*What this task involves*. Write the data out again in full, with no departure from the original.
::::::::
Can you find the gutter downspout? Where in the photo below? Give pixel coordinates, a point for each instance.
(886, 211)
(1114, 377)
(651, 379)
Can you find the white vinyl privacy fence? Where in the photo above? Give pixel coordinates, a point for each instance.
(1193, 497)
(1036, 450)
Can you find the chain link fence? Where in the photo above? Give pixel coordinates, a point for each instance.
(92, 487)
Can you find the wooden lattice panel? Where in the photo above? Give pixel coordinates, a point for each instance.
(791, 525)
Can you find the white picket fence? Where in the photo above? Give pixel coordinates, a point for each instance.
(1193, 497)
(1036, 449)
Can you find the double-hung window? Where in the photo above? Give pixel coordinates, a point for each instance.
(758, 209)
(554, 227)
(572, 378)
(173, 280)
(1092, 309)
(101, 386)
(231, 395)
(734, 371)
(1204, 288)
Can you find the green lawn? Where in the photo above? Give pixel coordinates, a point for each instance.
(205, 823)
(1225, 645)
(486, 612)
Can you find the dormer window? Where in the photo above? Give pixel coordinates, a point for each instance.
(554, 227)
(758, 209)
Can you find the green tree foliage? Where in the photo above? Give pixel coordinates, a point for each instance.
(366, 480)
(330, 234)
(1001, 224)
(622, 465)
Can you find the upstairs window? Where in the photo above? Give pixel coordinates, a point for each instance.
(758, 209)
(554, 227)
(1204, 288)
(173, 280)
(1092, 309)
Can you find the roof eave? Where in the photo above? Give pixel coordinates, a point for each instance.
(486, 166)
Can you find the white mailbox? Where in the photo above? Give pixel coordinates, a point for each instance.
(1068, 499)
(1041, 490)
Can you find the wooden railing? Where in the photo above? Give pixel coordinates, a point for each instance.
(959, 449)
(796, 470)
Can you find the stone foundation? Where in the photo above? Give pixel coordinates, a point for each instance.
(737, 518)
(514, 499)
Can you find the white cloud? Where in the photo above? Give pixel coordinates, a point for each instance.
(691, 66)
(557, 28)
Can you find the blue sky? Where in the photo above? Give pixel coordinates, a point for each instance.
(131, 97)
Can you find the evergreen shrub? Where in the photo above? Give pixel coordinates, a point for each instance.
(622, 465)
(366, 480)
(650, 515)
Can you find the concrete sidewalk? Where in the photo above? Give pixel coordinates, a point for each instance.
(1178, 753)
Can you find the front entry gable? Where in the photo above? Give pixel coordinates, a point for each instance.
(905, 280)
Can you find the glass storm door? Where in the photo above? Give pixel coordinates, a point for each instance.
::::::::
*Result*.
Can you find the gutter downspout? Where in the photo below? Give pixel coordinates, a point for each instance.
(886, 211)
(1114, 377)
(651, 379)
Can you find the white vinyl privacy fence? Where in the photo above? Give pixel coordinates, a point for each instance.
(1193, 497)
(1036, 450)
Can you find the chain link fence? Where in the photo above? Give pixel coordinates, a point for each instance.
(92, 487)
Can you find the wooden lattice panel? Where in the photo above? Give pixel coordinates, a point for each instance.
(791, 525)
Can you find the white picket fence? Where in the photo above? Give pixel coordinates, a point for each instance.
(1193, 497)
(1036, 449)
Can you find the double-hung window? Where in the photo above? Give pixel coordinates, a point for each instance.
(758, 209)
(554, 227)
(572, 378)
(173, 280)
(1092, 309)
(101, 386)
(231, 395)
(734, 371)
(1204, 288)
Can you find the green lawn? Where in the photo above? Give pixel coordinates, a point for each instance.
(205, 823)
(1225, 645)
(486, 612)
Can you find the dormer window? Where in the photo above? Give pixel coordinates, a point for each instance.
(554, 227)
(758, 209)
Can you find the green tree foliage? Where in the photo above? Give pixel coordinates, a point for each instance.
(366, 480)
(330, 234)
(1001, 224)
(622, 465)
Can you find the upstairs window? Where in the photo above? Give pixel coordinates, a point for each instance.
(758, 209)
(554, 227)
(1204, 288)
(173, 280)
(1092, 309)
Can you find the roof eave? Where in the photo above? Give pixel coordinates, a point for each instance.
(486, 166)
Can you find the white mailbox? Where in the photo above? Give pixel coordinates, a point for each instance.
(1068, 499)
(1041, 490)
Can you find the wooden railing? Where in the photo above? Give pixel coordinates, a point for each instance.
(959, 449)
(796, 470)
Can you find the stone foundation? Where in the photo above? Give pixel coordinates, a point for each instance.
(737, 518)
(514, 499)
Can you find the white cloud? Where in the photo above? Give pixel coordinates, a point for each instance.
(691, 66)
(557, 28)
Can you find the blue sky? Where in the photo above? Give pixel coordinates, a point for each instance.
(131, 97)
Can you find the evergreen shrub? Where in the photo above? Give pixel coordinates, a point for each instance.
(622, 465)
(366, 480)
(650, 515)
Can you find the concrete sidewalk? Where in the photo above? Give pixel coordinates, a point for each instance.
(1178, 753)
Can you find the front entry gable? Where in the photo above? Give pixel coordinates, a point for each instance.
(905, 280)
Can you find the glass storm door? Where in the photo above? Give pixel coordinates, a point for each instance.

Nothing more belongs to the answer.